TÂCHES DEMANDÉES:
**A.** Résumez en deux phrases le texte sur l'engagement pour un monde meilleur.
**B.** Poursuivez le texte sur l'engagement pour un monde meilleur après sa dernière phrase.

EXTRAIT DU DOCUMENT:

On a tous les moyens pour vivre de manière décente, pour s’assurer que la prochaine génération (et les suivantes…) puisse vivre dans un monde meilleur que celui qui nous a été laissé. Non?

Il se trouvera toujours quelqu’un pour dire; … dans mon temps, c’était bien pire! Mais vraiment, est-ce qu’on peut encore croire que ce qui s’en vient pourra être mieux que dans ton temps?

À 53 ans, il me reste sûrement encore quelques bonnes années devant moi. Et c’est pas vrai que je vais laisser tomber mes enfants (ou n’importe quel enfant). Je n’ai très certainement pas LA solution pour régler tous les problèmes de l’humanité, mais pour une des rares fois de l’Histoire, j’ai accès à un shit-load d’informations sur le sujet.

Et surtout, je suis tanné, écœuré, d’attendre après les autres (peu importe qui les autres sont).

Je sais que je ne suis pas seul à me sentir impuissant, frustré et en quelque part profondément motivé à dédier le reste de ma vie et de mon énergie à ce chantier collectif, souvent pas très clair, mais oh combien nécessaire si on veut vraiment réorienter la trajectoire humaine.

J’ai eu des centaines, sinon des milliers de conversations avec des gens de tous les milieux qui souhaitent vivre dans un monde plus sain à tous les niveaux.

Je ne sais pas comment rassembler ces personnes et ces organisations qui dédient déjà la majorité de leur énergie-travail à contribuer à ce but, mais dans la mesure de mes modestes moyens, je vais essayer d’ajouter un peu d’eau à ce moulin encore en construction.

Pour ma part, j’ai abandonné le salariat. Je ne suis pas indépendant de fortune, mais depuis une vingtaine d’années j’ai diminué substantiellement mon besoin d’argent. Et surtout, j’ai changé au fil du temps mon rapport à l’argent. Comme un marteau ou un linge à vaisselle, j’ai remis l’argent dans son trou, avec son statu d’outil. Je n’idolâtre plus l’argent. Elle fait partie d’une série d’outils, sans plus. Les échanges, le troc, l’utilisation de monnaies complémentaires, mais surtout l’analyse puis la sélection et la réduction de mes besoins m’aident à vivre simplement et me permettent d’investir une grande partie de mon temps travail au projet mentionné plus haut.

Dans le courant des dernières années, j’ai investi beaucoup de temps dans le sujet d’un revenu minimum garanti et universel. Une façon, de base, qui assurerait que personne ne soit laissé de côté. Que tous et toutes puissent avoir accès au minimum nécessaire pour vivre dignement. Ce chantier, parmi bien d’autres, vaut la peine de continuer à y mettre du temps. Mais comme bien d’autres chantiers, j’ai souvent l’impression de donner des coups de rames dans le vide. Mais j’apprends, ou en tout cas, j’essaie d’apprendre au fil du parcours.

ENTRÉES EXTRAITES:
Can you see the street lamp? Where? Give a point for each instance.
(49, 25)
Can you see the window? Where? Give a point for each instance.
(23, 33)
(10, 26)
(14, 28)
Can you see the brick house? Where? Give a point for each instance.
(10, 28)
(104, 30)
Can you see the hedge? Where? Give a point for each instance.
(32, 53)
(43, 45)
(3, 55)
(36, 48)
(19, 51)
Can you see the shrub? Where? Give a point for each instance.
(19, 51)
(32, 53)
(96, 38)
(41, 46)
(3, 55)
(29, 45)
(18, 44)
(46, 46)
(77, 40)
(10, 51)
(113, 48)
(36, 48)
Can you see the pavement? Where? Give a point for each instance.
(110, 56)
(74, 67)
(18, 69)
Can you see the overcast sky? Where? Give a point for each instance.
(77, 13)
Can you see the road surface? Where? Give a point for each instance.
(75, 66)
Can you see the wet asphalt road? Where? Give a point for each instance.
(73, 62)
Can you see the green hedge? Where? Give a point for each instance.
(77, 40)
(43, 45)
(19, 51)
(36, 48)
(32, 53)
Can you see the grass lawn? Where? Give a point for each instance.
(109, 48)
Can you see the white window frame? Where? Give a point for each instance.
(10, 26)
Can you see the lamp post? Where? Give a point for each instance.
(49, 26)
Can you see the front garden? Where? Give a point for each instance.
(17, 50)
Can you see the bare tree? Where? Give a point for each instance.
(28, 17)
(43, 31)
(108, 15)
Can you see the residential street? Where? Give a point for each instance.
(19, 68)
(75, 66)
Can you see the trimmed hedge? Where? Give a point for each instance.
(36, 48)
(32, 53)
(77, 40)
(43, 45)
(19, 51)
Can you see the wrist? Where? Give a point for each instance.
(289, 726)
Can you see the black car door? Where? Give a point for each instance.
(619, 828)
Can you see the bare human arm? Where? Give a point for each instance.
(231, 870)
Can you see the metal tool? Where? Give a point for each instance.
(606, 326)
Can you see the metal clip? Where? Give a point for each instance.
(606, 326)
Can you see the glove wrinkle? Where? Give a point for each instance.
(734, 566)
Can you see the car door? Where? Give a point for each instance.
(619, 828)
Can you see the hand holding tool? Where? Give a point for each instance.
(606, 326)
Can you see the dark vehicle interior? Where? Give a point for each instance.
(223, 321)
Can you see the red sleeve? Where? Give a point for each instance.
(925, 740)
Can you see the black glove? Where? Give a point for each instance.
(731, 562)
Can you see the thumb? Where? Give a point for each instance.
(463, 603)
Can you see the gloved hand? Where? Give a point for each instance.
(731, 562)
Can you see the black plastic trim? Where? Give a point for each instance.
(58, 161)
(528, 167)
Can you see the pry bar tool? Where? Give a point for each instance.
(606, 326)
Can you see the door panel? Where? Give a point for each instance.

RÉSULTATS:
**A.** À 53 ans, la personne qui écrit en a assez d'attendre après les autres et veut consacrer le reste de sa vie et de son énergie au chantier collectif qui vise à réorienter la trajectoire humaine, pour que les générations suivantes vivent dans un monde meilleur. Après avoir abandonné le salariat, réduit son besoin d'argent et ramené l'argent au rang de simple outil, elle investit son temps dans ce projet, notamment dans la question d'un revenu minimum garanti et universel.

**B.**
En parallèle de ce grand chantier qu’est le RDB, depuis plusieurs années j’essaie de mettre au point une formule qui me satisfasse personnellement. Un projet qui me ressemble et qui rassemble. Sa première mouture appelée Les chemins gaspésiens était déjà une variation sur le thème d’Horizons gaspésiens que j’avais créé avec des ami-es dans la foulée des soulèvement étudiant de 2012. On rêvait de s’organiser ensemble au lieu de toujours accepter de se faire organiser. De ces horizons et de ces chemins ont émergé un espace communautaire autogéré appelé le Loco Local, une monnaie complémentaire expérimentale faite à partir de billets de banque canadiens coupés en deux, le Demi et un essai collaboratif intitulé Sécession; et si la Gaspésie devenait un pays libre.

Tous ces projets ont nourri ma réflexion. Chacun faisant ressortir de bons coups et de moins bons. Tous étaient une petite contribution au grand chantier tentant de contribuer à l’amélioration de la qualité de vie générale en toute conscience mais toujours dans la mesure de nos moyens individuels ou collectif à petite échelle.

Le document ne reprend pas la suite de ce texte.